Excerpt to read:
========
Émile Jung and his wife Monique took over the restaurant in 1971 and, in 1989, it was awarded three Michelin stars. In 2002, it lost one of them. Jung said, "No words can ease the pain that eats at our hearts and that has killed our spirits". Some of Jung's colleagues took out a full-page advertisement to show their support. In 2023 the restaurant held one star.

The restaurant has been used as a site for discussing international relations: in May 2010 the Prime Minister of Albania Sali Berisha and his opposition leader Edi Rama were summoned to a meeting there by two leading members of the European Parliament.
Chef Philippe Bohrer purchased the restaurant in 2010 from Jung for more than a million euros. Cedric Moulot became owner in 2015, with Franck Pelux as chef.

Le Crocodile in Vancouver, British Columbia, Canada, was named after Au Crocodile, after chef Michel Jacob visited the French restaurant as a young man.

==Reception==

Travel guide Fodor's described the dishes of chef Bohrer as "dazzling", and thought that the interior was "aglow". The review in travel guide Frommer's also thought favourably of the interior of the restaurant, and described the dishes as "inventive", saying their "major problem comes only when the bill ... arrives".

In 2018 Au Crocodile topped TripAdvisor's list of the World's best restaurants.
In 2023 the restaurant held one Michelin star.
========
Supplied records:
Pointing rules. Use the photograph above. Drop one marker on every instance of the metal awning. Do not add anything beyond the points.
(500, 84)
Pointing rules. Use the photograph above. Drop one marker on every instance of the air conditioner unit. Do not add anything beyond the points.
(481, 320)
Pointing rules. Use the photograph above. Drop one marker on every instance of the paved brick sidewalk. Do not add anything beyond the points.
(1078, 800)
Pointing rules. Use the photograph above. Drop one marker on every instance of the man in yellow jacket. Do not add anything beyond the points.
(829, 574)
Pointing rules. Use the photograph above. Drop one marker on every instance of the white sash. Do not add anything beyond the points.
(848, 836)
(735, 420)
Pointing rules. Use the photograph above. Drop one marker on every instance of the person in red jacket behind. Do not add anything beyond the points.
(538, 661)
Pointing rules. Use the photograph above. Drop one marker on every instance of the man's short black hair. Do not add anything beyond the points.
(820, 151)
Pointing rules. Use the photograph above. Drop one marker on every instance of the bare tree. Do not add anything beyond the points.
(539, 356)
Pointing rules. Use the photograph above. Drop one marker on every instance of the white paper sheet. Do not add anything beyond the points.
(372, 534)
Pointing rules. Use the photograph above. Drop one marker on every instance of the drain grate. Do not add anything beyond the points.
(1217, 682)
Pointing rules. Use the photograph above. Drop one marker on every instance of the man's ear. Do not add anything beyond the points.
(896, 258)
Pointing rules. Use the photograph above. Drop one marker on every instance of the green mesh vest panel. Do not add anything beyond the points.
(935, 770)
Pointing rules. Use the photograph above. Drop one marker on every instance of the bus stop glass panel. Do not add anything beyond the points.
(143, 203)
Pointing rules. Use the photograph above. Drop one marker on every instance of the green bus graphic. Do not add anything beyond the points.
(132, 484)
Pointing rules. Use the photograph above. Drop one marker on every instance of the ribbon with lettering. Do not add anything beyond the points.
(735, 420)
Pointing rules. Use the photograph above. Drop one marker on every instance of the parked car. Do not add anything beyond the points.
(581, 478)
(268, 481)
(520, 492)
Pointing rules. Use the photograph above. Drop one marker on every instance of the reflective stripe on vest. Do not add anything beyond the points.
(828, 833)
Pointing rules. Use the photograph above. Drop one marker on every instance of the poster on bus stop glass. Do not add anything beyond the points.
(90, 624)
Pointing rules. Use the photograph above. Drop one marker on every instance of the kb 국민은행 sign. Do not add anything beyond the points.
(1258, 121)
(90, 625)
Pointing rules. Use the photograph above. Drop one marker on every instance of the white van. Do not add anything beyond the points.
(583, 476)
========
Task item:
Copy out the Au Crocodile text word for word, start to finish. These lines stand apart from the Au Crocodile text and are not connected to it.

Answer space:
Émile Jung and his wife Monique took over the restaurant in 1971 and, in 1989, it was awarded three Michelin stars. In 2002, it lost one of them. Jung said, "No words can ease the pain that eats at our hearts and that has killed our spirits". Some of Jung's colleagues took out a full-page advertisement to show their support. In 2023 the restaurant held one star.

The restaurant has been used as a site for discussing international relations: in May 2010 the Prime Minister of Albania Sali Berisha and his opposition leader Edi Rama were summoned to a meeting there by two leading members of the European Parliament.
Chef Philippe Bohrer purchased the restaurant in 2010 from Jung for more than a million euros. Cedric Moulot became owner in 2015, with Franck Pelux as chef.

Le Crocodile in Vancouver, British Columbia, Canada, was named after Au Crocodile, after chef Michel Jacob visited the French restaurant as a young man.

==Reception==

Travel guide Fodor's described the dishes of chef Bohrer as "dazzling", and thought that the interior was "aglow". The review in travel guide Frommer's also thought favourably of the interior of the restaurant, and described the dishes as "inventive", saying their "major problem comes only when the bill ... arrives".

In 2018 Au Crocodile topped TripAdvisor's list of the World's best restaurants.
In 2023 the restaurant held one Michelin star.